### [Given task]
Update the data from its start through the line containing "point(681, 568)", replacing "pointer" with "locator" and leaving everything else unchanged. Return only those lines.
┌─ Dataset excerpts
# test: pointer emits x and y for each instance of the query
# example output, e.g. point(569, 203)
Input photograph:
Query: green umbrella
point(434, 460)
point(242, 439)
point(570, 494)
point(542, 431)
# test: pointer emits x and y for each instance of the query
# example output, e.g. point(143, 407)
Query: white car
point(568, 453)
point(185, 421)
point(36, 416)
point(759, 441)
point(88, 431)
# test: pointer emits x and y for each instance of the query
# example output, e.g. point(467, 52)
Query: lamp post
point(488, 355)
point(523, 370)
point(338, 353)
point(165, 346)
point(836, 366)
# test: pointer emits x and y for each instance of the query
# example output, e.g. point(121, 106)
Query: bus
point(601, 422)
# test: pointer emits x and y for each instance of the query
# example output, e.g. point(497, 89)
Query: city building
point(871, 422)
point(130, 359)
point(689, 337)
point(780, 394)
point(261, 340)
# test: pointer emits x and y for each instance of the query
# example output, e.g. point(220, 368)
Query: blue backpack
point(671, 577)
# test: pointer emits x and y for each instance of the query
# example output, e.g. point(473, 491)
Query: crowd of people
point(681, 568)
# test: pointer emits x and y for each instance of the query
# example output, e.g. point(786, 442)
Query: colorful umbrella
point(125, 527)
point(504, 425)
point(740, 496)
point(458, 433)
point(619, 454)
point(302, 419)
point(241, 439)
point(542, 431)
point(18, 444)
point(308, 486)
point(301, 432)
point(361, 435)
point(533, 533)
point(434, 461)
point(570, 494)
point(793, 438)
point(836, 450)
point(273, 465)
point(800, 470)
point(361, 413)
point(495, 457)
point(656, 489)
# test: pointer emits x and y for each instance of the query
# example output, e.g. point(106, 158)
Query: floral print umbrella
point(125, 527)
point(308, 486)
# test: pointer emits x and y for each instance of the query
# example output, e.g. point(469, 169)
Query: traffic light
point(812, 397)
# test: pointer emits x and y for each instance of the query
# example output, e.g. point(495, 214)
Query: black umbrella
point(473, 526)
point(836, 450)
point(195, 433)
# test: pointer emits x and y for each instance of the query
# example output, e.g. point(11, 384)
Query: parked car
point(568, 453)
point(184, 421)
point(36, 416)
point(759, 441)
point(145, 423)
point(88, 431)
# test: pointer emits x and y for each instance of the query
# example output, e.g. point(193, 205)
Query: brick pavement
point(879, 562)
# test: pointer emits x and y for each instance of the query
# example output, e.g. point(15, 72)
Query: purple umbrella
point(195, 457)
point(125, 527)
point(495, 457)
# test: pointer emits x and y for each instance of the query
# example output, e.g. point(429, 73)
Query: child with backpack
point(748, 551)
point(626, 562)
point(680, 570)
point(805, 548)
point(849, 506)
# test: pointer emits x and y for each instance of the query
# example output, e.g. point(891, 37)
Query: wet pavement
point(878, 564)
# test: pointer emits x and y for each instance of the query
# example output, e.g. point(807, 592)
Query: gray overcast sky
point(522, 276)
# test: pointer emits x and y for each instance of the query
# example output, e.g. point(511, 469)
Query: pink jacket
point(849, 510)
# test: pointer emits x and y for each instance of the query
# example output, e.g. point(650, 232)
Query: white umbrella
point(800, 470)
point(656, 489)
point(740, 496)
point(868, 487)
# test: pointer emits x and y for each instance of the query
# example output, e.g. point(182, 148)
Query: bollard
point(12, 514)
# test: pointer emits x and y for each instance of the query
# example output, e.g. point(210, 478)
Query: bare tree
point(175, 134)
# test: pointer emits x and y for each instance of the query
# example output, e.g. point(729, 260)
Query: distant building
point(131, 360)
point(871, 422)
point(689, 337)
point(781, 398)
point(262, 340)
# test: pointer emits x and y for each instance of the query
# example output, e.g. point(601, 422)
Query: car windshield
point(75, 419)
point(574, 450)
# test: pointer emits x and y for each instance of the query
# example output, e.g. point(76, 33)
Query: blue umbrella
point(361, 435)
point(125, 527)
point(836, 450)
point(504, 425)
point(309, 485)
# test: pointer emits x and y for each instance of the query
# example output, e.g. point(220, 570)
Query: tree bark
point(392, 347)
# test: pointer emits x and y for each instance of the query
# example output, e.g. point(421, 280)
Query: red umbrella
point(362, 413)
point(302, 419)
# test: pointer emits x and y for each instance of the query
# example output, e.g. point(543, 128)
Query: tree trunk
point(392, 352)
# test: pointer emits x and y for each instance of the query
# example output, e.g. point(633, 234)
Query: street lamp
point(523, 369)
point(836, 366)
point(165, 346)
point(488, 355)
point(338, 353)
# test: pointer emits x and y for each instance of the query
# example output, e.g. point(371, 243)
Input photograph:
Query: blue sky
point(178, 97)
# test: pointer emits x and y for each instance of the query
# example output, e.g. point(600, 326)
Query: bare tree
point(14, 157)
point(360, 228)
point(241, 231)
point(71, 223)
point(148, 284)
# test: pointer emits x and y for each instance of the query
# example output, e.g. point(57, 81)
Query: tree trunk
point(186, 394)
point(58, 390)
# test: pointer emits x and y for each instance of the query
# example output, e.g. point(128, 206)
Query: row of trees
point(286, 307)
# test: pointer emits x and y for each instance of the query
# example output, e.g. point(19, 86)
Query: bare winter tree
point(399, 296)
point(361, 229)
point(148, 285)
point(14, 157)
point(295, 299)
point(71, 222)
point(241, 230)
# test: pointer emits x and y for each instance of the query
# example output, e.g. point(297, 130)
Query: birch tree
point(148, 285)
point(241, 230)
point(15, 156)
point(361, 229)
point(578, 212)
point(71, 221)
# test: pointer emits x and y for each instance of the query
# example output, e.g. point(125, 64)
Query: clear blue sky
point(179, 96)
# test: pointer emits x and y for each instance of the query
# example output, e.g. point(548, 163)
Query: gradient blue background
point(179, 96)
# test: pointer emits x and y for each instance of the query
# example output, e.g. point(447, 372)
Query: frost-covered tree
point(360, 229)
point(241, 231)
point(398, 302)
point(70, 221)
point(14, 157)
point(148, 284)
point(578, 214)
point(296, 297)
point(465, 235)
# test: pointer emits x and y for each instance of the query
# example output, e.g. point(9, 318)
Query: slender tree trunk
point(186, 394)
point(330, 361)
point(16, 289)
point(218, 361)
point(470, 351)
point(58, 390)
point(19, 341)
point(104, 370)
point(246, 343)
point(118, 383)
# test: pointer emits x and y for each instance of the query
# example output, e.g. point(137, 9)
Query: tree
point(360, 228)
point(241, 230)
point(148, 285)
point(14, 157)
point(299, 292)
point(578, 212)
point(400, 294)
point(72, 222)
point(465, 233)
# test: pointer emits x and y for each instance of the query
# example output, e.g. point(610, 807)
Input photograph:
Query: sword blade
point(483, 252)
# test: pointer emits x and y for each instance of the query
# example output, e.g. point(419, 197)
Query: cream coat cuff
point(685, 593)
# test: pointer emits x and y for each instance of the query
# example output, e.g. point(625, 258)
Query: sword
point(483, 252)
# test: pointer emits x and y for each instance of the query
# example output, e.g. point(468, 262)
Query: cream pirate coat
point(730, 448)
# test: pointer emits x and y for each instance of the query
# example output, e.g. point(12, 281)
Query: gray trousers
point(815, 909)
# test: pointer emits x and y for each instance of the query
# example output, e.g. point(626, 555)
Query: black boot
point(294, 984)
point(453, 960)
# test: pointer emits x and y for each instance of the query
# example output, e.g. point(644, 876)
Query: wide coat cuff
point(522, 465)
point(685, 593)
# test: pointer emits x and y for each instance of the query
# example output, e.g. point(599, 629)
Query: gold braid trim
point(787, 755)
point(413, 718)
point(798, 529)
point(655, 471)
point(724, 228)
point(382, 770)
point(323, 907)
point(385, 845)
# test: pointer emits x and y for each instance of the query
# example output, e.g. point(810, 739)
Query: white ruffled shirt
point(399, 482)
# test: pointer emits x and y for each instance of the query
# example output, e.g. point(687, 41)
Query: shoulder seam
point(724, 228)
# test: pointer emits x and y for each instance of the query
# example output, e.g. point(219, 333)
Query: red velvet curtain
└─
### [Reply to the exercise]
# test: locator emits x and y for each instance of the query
# example output, e.g. point(569, 203)
Input photograph:
Query: green umbrella
point(434, 460)
point(242, 439)
point(570, 494)
point(542, 431)
# test: locator emits x and y for each instance of the query
# example output, e.g. point(143, 407)
Query: white car
point(568, 453)
point(185, 421)
point(36, 416)
point(759, 441)
point(88, 431)
# test: locator emits x and y for each instance of the query
# example output, e.g. point(467, 52)
Query: lamp post
point(488, 355)
point(523, 370)
point(338, 353)
point(165, 346)
point(836, 366)
# test: locator emits x and y for each instance of the query
# example output, e.g. point(121, 106)
Query: bus
point(601, 422)
# test: locator emits x and y for each instance of the query
# example output, e.g. point(497, 89)
Query: city building
point(871, 422)
point(130, 359)
point(689, 337)
point(780, 394)
point(261, 340)
# test: locator emits x and y for each instance of the query
# example output, e.g. point(220, 368)
Query: blue backpack
point(671, 577)
# test: locator emits x and y for each instance of the query
# example output, e.g. point(473, 491)
Query: crowd of people
point(681, 568)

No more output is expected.